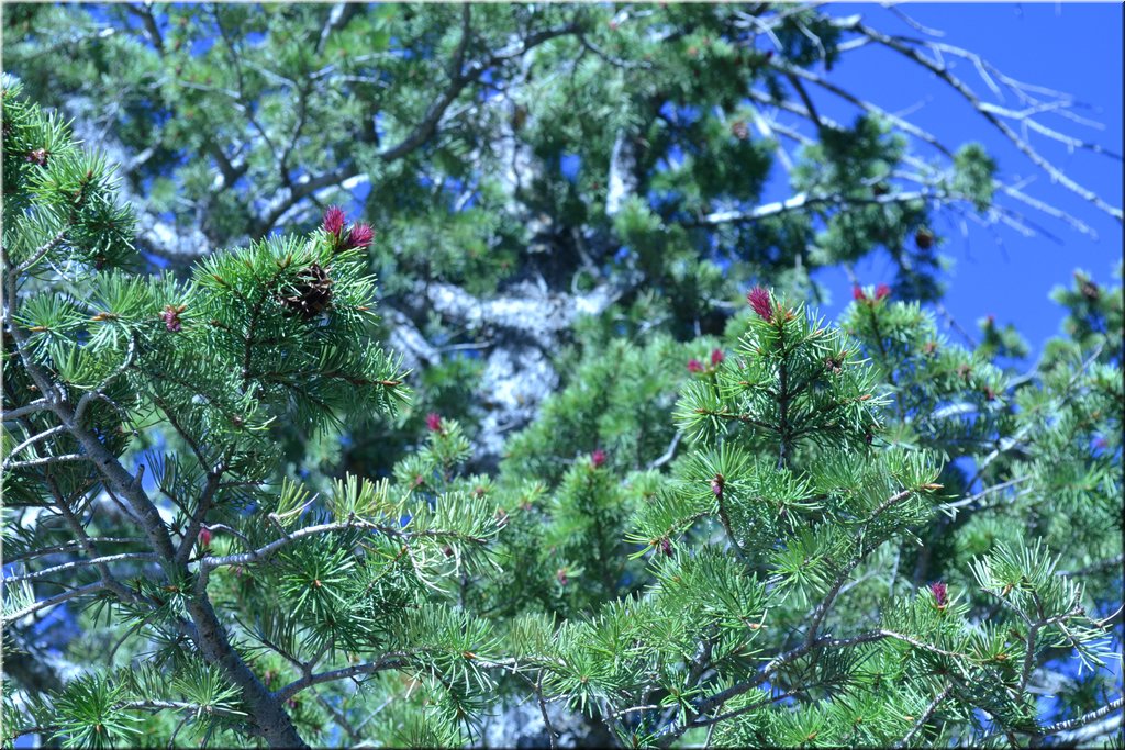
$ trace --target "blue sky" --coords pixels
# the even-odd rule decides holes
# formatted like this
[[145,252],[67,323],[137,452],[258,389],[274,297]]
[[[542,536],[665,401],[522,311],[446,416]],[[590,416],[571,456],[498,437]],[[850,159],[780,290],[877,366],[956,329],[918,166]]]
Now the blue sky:
[[[1082,127],[1058,117],[1045,124],[1084,141],[1122,153],[1122,4],[1120,3],[903,3],[900,9],[926,26],[945,31],[940,42],[979,53],[1000,71],[1026,83],[1064,91],[1092,109],[1077,114],[1100,121],[1101,130]],[[875,4],[834,3],[836,16],[862,13],[872,26],[907,36],[921,36],[891,11]],[[947,62],[953,63],[947,57]],[[986,84],[968,61],[953,63],[953,72],[984,96]],[[832,80],[847,89],[875,98],[891,111],[921,102],[910,115],[917,125],[951,145],[979,141],[998,160],[1001,177],[1032,178],[1025,192],[1034,195],[1086,222],[1098,235],[1092,240],[1045,216],[1028,213],[1063,244],[1045,236],[1025,238],[1006,227],[997,234],[969,223],[968,234],[951,220],[939,219],[936,229],[945,236],[944,251],[955,260],[948,279],[945,306],[956,320],[979,338],[976,320],[996,315],[1000,325],[1012,323],[1032,345],[1032,361],[1043,342],[1060,332],[1062,310],[1047,299],[1056,284],[1070,282],[1076,268],[1090,272],[1098,283],[1112,281],[1112,270],[1122,256],[1122,225],[1084,199],[1042,173],[983,117],[935,75],[908,64],[886,49],[862,48],[848,53],[832,70]],[[834,107],[828,97],[811,91],[818,107],[828,115]],[[1014,98],[1006,102],[1015,106]],[[854,109],[835,109],[846,121]],[[1108,157],[1066,148],[1036,134],[1032,144],[1063,172],[1100,195],[1115,207],[1122,206],[1122,164]],[[893,269],[882,256],[857,268],[863,283],[889,281]],[[835,317],[850,299],[849,284],[842,272],[819,277],[831,284],[834,302],[822,310]],[[951,338],[956,340],[955,333]],[[1029,363],[1028,363],[1029,364]]]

> **The exercise**: Rewrite the material starting with its first line and going on through the line with "Now the blue", replacing "holes" with "gaps" and changing nothing else. Leave the pictures out of your answer.

> **Correct response**:
$ trace --target "blue sky" --coords pixels
# the even-odd rule decides gaps
# formatted like this
[[145,252],[67,323],[137,452],[258,389],[274,297]]
[[[542,536],[665,401],[522,311],[446,416]],[[590,416],[571,456],[498,437]],[[850,159],[780,290],[877,366],[956,329],[918,166]]]
Now the blue sky:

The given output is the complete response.